• **Aim of the task**:
For every entry below, give it back exactly and leave out any image.

[Start of Attachment]

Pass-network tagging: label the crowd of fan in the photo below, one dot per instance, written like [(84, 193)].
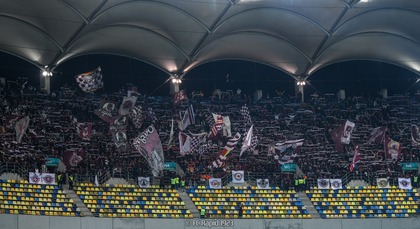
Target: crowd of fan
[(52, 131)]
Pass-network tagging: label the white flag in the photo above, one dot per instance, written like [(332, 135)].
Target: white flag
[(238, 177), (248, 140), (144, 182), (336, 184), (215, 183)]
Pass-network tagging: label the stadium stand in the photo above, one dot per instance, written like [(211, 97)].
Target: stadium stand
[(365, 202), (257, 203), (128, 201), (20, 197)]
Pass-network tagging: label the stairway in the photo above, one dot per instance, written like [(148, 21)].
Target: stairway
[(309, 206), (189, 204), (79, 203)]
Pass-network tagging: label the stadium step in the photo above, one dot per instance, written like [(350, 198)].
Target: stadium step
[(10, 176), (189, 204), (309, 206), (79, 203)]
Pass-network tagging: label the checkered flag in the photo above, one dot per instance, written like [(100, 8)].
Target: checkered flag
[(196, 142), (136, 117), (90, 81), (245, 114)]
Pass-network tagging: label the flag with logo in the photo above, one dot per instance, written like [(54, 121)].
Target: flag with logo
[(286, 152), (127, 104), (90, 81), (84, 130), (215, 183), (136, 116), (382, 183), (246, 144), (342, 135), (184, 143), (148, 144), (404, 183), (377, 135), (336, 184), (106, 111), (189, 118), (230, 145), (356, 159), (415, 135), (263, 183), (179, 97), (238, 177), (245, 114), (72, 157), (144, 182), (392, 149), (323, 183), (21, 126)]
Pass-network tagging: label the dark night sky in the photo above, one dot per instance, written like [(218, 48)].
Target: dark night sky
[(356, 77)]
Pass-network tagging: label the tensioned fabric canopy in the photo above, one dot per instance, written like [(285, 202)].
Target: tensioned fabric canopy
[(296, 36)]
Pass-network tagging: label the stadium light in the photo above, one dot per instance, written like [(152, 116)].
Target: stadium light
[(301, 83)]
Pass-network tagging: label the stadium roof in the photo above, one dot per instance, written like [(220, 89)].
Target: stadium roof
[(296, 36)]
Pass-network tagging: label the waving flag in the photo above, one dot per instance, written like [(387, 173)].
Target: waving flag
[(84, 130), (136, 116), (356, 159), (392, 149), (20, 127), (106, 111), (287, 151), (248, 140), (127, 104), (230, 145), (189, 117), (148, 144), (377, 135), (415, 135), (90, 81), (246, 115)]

[End of Attachment]

• **Task response**:
Pass-network tagging: label the crowd of fan in the photo below, one dot per instance, written like [(84, 193)].
Target: crowd of fan
[(52, 131)]
Pass-network tagging: label the white flag in the photo above, one dot per instance, written like [(332, 135)].
Target: white flag
[(238, 177), (248, 140), (144, 182), (336, 184), (215, 183)]
Pass-network tagging: label the stadium stand in the photo above, one dot per instance, written like [(211, 97)].
Target: stadium stand
[(365, 202), (257, 203), (128, 201), (20, 197)]
Pass-network tagging: label the stairway in the photo above, one dot per instance, written like [(148, 21)].
Target: stairway
[(309, 206), (189, 204), (79, 203)]
Pass-network tagging: label the stadium step in the photo above, one dot per instance, written like [(350, 198)].
Target: stadium step
[(10, 176), (189, 204), (309, 206), (79, 203)]
Pass-network tagging: label the checkered flag in the photo above, one dot per instance, written like [(100, 8)].
Target: checkered flag
[(196, 142), (136, 117), (90, 81), (245, 114)]
Pass-network tagging: label the flag with logo in the photo above, one dot per instance, written like [(54, 121)].
Target: flag with logo
[(286, 152), (127, 104), (90, 81), (84, 130), (215, 183), (136, 116), (382, 183), (246, 144), (342, 135), (184, 143), (148, 144), (404, 183), (377, 135), (336, 184), (106, 111), (189, 118), (230, 145), (356, 159), (415, 135), (263, 183), (179, 97), (238, 177), (245, 114), (72, 157), (144, 182), (392, 149), (323, 183), (21, 126)]
Pass-network tagging: label the dark night sky in the photo above, one dot per instance, written like [(218, 48)].
Target: dark night sky
[(356, 77)]
Pass-network tagging: label the tensioned fabric canopy in the photo above, one dot per instance, written like [(285, 202)].
Target: tensioned fabric canopy
[(296, 36)]
Pass-network tagging: label the stadium light in the photo above, one dot per instance, written like [(152, 116)].
Target: stadium light
[(301, 83)]
Pass-network tagging: label the stadium roof in the photo above, one dot per instance, written like [(220, 89)].
Target: stadium roof
[(296, 36)]
Pass-network tagging: label the waving flag in the photo above, one dot per instance, written like [(387, 173)].
Target: waving flag
[(84, 130), (136, 116), (356, 159), (392, 149), (20, 127), (106, 111), (287, 151), (248, 140), (127, 104), (230, 145), (189, 117), (148, 144), (377, 135), (415, 135), (90, 81), (246, 115)]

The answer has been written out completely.